▶ **DOKUMENTTEXT**:
------------------------------------------------------------------------

Über die architektonischen Merkwürdigkeiten habe ich noch gar nicht gesprochen. Der Saal an sich – also der Ort, wo alles Wichtige stattfindet – ist ästhetisch zumindest beeindruckend. Von außen jedoch ist die Philharmonie de Paris ein ziemliches Monstrum, zumindest im Vergleich zum eleganteren KKL in Luzern, das vom selben Architekten erbaut wurde.

Aber die Foyers auf den jeweiligen Etagen sind von einer solchen Geschmacklosigkeit, dass man nur mutmaßen kann, Jean Nouvel habe nicht nur verärgert die Eröffnungsfeier boykottiert (es hatte Querelen um Geld sowie um die seiner Ansicht nach zu frühe Eröffnung gegeben), sondern sich mit der unvollendeten, schier das Auge wie Pfeile attackierenden Hässlichkeit der Foyers regelrecht an den Bauherren und -damen rächen wollen. Nicht einmal mit seinem Namen schmückt man sich noch, und das – wenn ich mich recht entsinne – auf Wunsch des Pritzker-Preisträgers selbst.

------------------------------------------------------------------------

▶ **AUFGABENSTELLUNG**:
Gib aus dem Text über die Philharmonie de Paris den Abschnitt wortgetreu aus, der mit „Aber die Foyers“ beginnt und bis einschließlich „des Pritzker-Preisträgers selbst.“ reicht. Die Datensätze stammen aus einer anderen Quelle.

------------------------------------------------------------------------

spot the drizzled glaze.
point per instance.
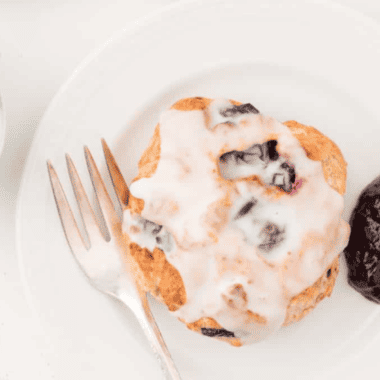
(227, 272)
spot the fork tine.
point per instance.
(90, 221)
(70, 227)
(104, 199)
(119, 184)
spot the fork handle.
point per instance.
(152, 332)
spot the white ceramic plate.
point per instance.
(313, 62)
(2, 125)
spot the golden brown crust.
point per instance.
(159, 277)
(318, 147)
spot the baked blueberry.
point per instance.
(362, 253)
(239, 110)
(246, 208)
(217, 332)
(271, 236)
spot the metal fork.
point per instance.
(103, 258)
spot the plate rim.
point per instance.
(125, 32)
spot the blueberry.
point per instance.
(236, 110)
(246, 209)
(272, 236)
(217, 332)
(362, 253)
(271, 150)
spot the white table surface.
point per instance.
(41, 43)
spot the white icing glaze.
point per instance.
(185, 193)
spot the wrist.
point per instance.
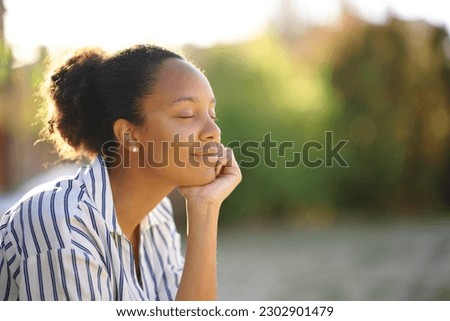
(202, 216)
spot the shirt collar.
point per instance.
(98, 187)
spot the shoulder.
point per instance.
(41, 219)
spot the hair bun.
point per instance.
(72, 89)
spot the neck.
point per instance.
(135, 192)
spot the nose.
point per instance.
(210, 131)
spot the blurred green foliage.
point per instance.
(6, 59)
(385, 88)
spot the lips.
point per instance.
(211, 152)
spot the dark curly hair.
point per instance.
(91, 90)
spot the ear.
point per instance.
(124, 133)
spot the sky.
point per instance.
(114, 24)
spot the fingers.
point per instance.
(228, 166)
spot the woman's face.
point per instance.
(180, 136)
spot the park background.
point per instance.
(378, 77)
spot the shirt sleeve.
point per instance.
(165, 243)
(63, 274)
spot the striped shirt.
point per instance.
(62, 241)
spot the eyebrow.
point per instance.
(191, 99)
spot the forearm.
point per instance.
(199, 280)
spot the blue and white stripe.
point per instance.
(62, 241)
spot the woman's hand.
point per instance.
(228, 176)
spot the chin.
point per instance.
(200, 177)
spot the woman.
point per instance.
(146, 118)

------------------------------------------------------------------------

▶ **ERGEBNIS**:
Aber die Foyers auf den jeweiligen Etagen sind von einer solchen Geschmacklosigkeit, dass man nur mutmaßen kann, Jean Nouvel habe nicht nur verärgert die Eröffnungsfeier boykottiert (es hatte Querelen um Geld sowie um die seiner Ansicht nach zu frühe Eröffnung gegeben), sondern sich mit der unvollendeten, schier das Auge wie Pfeile attackierenden Hässlichkeit der Foyers regelrecht an den Bauherren und -damen rächen wollen. Nicht einmal mit seinem Namen schmückt man sich noch, und das – wenn ich mich recht entsinne – auf Wunsch des Pritzker-Preisträgers selbst.